▶ [What is needed]
Copy the listing word for word from its first line through the line that contains "point(34, 249)", including that line. Leave the pictures out of your copy.

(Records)
= = =
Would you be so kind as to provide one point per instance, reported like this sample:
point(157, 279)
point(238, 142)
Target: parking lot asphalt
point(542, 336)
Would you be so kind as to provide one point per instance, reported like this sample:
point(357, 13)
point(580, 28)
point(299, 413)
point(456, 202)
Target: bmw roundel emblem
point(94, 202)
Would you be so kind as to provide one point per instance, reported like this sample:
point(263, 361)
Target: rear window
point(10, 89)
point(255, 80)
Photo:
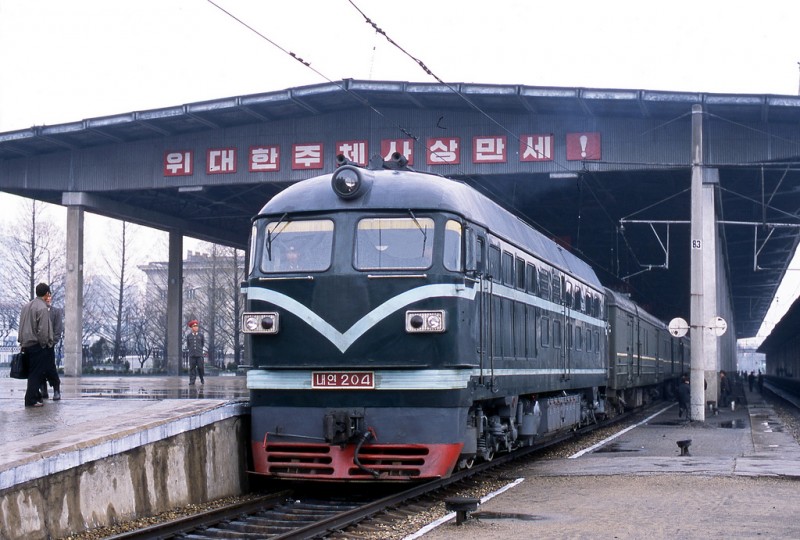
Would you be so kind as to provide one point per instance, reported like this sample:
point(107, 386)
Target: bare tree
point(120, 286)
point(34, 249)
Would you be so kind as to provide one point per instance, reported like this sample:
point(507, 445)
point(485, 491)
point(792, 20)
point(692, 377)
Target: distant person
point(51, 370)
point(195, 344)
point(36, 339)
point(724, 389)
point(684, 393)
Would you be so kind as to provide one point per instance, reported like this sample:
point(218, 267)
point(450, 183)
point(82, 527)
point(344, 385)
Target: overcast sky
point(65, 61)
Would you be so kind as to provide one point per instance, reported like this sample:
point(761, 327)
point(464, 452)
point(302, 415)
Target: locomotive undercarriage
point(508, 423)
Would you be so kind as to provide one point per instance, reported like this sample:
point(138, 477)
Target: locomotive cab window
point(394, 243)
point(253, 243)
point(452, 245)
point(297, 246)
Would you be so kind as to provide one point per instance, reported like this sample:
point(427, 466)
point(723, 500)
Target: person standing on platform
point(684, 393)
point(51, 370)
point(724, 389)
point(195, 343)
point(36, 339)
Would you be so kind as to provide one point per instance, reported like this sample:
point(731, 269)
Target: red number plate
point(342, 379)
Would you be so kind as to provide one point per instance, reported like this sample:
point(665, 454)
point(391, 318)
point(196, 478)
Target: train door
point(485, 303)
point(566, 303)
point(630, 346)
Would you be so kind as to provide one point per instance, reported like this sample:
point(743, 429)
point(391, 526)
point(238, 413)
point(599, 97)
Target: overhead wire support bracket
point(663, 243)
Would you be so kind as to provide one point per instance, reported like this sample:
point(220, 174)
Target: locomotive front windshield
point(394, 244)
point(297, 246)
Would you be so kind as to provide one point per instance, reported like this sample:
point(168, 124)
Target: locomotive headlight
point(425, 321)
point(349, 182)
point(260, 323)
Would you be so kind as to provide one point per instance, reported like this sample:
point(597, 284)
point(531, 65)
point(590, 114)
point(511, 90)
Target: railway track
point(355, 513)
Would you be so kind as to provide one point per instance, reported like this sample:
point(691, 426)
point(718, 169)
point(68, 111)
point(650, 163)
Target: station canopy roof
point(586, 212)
= = =
▶ [Output]
Would you be so kind as to provide one point per instance, reported like this sample:
point(157, 279)
point(238, 142)
Target: parking lot asphalt
point(542, 336)
Would you be so kind as to provide one point per instance, reported like this sample:
point(357, 13)
point(580, 28)
point(299, 413)
point(456, 202)
Target: bmw roundel emblem
point(94, 202)
Would you be so kind as to provide one point per instance, reported like this sample:
point(263, 361)
Target: rear window
point(10, 89)
point(255, 80)
Photo:
Would you be so kind as to provide one point per instance, reported like this sample:
point(107, 386)
Target: bare tree
point(120, 286)
point(34, 249)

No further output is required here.